# Reading passage
# Hornady SST's for elk?



## Elkoholic8 (Jan 15, 2008)

I just picked up a .338 and I am looking for some goos bullets to shoot for elk and hopefully Moose. Have any of you used the Hornady SST? do they hold up well for elk or are thye meant for deer and other thin skin game? I don't reload so I am looking for some factory loads with decent bullets.


----------



## Huntoholic (Sep 17, 2008)

Personally I love the Hornady PSP and SST. They have always performed on both deer and elk. 

In my 30.06's these are my go to bullets, but in my .300 win mag I'm still having trouble with my grouping. Same make and model of rifle. For the .300 I switched over to the barnes TSX and the grouping closed right up. I have not had a chance yet to shoot anything with the TSX, so I cannot tell you it does.


----------



## gwailow (Jan 20, 2008)

Shoot the 225gr Barnes TTSX.


----------



## jungle (May 10, 2008)

Congrats on a great caliber. What kind of rifle did you get? 

The 225 grain Barnes Triple Shock, in either the Tipped Triple shock or regular Triple Shock or even Barnes-X should work well. My handloads group the flat base Triple Shock at 3/4" at 200 yards. My rifle just eats them up and yours should too. For some reason these bullets are like magic in the 338 as you can see from other posts. I am dying to try the Tipped TSX variety in 225 grain but I have convinced myself not to mess with sniper-level perfection. 

So I decided to produce some reduced loads with the 210 gran Tipped TSX at 2850 fps to duplicate the 300 Win. Magnum 180grain ballistics, except that the momentum in my load will be far greater.  2 for 1 deal. Cool. 

Once, I hit a running bull moose with a factory load 225 grain Barnes X at about 75 yards just as it disappeared behind some trees; and it toppled over, must have been head over heals because when we found it behind the tree, the moose was facing the opposite direction. The bullet entered just behind the front shoulder and exited just behind the opposite shoulder while the moose was running! In other words the bullet arrived at the opposite side of the running moose just as the opposite shoulder and leg moved forward out of the way. But I digress.....

# Written instruction 1
In the elk bullet thread, which bullet does gwailow tell the poster to shoot?
# Written instruction 2
Print the part of the elk bullet thread that opens with the words containing "Personally I love" and closes with "you it does.".
# Written instruction 3
Carry on the forum thread about bullets for elk from the point where it stops.

# Data listing

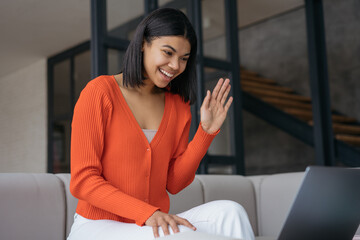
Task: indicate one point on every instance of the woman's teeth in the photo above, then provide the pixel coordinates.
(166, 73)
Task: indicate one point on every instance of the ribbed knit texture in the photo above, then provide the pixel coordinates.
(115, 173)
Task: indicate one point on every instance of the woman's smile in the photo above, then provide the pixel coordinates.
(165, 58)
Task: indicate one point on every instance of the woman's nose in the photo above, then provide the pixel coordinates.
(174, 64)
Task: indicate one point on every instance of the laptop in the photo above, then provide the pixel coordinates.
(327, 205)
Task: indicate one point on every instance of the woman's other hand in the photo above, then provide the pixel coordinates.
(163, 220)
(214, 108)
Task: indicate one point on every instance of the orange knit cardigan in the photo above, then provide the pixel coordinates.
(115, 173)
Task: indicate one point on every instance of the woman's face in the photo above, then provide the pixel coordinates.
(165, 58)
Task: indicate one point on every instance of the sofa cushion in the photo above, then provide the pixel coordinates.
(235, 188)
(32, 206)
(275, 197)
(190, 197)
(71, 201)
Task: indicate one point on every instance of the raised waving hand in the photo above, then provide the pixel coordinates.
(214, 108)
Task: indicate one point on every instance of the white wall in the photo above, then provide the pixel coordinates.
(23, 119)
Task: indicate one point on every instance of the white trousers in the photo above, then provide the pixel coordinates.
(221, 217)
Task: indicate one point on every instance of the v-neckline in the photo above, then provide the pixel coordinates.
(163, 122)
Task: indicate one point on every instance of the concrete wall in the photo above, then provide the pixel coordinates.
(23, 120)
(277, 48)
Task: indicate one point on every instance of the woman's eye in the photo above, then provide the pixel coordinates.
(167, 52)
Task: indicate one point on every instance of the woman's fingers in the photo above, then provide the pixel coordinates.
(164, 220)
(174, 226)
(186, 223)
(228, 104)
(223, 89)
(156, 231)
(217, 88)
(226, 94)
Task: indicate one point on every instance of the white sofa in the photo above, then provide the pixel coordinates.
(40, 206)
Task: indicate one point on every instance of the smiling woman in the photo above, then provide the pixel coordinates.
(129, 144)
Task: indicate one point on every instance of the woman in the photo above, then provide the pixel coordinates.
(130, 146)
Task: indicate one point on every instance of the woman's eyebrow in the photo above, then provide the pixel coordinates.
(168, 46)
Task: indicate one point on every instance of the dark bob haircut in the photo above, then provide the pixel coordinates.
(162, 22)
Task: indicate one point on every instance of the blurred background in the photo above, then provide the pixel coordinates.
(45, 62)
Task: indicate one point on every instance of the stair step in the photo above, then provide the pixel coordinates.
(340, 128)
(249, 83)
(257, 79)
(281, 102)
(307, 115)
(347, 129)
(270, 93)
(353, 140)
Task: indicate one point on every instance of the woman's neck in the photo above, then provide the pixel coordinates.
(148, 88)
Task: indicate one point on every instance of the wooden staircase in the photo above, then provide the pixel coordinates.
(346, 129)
---
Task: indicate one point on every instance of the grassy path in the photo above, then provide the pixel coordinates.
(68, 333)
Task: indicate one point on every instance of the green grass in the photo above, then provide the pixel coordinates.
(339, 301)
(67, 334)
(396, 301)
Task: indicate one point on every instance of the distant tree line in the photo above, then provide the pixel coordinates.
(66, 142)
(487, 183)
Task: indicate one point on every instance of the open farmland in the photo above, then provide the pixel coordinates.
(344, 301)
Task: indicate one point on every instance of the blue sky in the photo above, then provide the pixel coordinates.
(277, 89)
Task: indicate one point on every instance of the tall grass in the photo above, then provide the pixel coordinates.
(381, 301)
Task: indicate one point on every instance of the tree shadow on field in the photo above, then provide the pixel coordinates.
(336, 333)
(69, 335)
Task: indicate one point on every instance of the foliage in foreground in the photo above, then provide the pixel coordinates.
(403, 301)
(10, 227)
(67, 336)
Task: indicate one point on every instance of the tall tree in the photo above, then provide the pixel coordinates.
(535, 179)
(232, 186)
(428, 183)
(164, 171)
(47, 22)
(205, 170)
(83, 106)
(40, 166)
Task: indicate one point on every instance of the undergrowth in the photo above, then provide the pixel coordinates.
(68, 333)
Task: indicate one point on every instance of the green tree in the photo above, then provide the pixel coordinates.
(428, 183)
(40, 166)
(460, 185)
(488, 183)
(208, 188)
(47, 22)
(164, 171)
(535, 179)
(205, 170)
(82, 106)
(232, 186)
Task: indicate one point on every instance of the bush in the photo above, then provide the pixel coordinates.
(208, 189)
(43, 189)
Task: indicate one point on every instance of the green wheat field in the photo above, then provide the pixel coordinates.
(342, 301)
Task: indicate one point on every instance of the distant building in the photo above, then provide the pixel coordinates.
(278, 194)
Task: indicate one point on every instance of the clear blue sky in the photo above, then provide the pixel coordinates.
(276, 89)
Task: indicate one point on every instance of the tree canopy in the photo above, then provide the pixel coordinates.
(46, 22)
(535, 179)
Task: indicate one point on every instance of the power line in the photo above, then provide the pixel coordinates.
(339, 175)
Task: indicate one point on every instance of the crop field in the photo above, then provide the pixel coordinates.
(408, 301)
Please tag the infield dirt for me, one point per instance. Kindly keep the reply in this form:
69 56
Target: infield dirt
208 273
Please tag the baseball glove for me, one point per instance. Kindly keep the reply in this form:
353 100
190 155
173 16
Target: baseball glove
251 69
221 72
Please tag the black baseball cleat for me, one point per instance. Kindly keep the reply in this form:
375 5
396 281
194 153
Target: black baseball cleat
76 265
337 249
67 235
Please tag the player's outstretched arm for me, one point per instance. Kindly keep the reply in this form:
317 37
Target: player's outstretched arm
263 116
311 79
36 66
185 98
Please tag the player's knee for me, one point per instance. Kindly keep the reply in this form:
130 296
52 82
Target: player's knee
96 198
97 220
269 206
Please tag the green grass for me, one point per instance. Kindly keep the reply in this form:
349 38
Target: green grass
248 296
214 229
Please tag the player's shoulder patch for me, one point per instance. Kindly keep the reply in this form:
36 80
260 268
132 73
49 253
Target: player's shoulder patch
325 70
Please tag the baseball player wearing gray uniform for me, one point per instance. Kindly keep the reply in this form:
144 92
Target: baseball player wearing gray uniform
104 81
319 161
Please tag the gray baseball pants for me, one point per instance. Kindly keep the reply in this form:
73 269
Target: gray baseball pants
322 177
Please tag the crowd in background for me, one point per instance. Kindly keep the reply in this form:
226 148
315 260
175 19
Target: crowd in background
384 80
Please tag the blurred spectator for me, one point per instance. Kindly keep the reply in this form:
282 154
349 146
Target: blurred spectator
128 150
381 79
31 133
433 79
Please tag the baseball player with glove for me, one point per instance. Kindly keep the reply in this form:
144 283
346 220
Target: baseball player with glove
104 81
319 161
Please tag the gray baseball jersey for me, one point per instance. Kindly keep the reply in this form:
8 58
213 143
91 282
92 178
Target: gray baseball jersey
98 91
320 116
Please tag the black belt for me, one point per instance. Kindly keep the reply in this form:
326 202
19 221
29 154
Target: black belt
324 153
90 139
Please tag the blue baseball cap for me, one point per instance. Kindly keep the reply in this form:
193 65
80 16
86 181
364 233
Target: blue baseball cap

# Task answer 1
The 225gr Barnes TTSX.

# Task answer 2
Personally I love the Hornady PSP and SST. They have always performed on both deer and elk. 

In my 30.06's these are my go to bullets, but in my .300 win mag I'm still having trouble with my grouping. Same make and model of rifle. For the .300 I switched over to the barnes TSX and the grouping closed right up. I have not had a chance yet to shoot anything with the TSX, so I cannot tell you it does.

# Task answer 3
Every elk I have taken has not moved much, a few feet or a few yards after being hit. One cow elk went about 25 yards but that was from a full trot with about 200 head of elk so it was mostly her momentum that carried her. 

I tracked a cow elk wounded by a buddy for a little over a mile. When I finally jumped her, she headed for private ground about 100 yards away, so I hit her twice behind the shoulder as fast as I could shoot. She toppled over in some downfall so fast I could not see for the recoil. I thought I had missed at first...

I have an extra box of some El Dorado Barnes X Factory loads that are very accurate, and not overly powerful, in the Barnes X bullet. Not a bad place to start if you want to buy my extra box for $25.00. I used this load to kill my moose.



You can also buy Barnes Vortex Factory ammo actually loaded by Barnes at Cabelas I think. I believe this factory line of ammo is loaded with their Tipped TSX product.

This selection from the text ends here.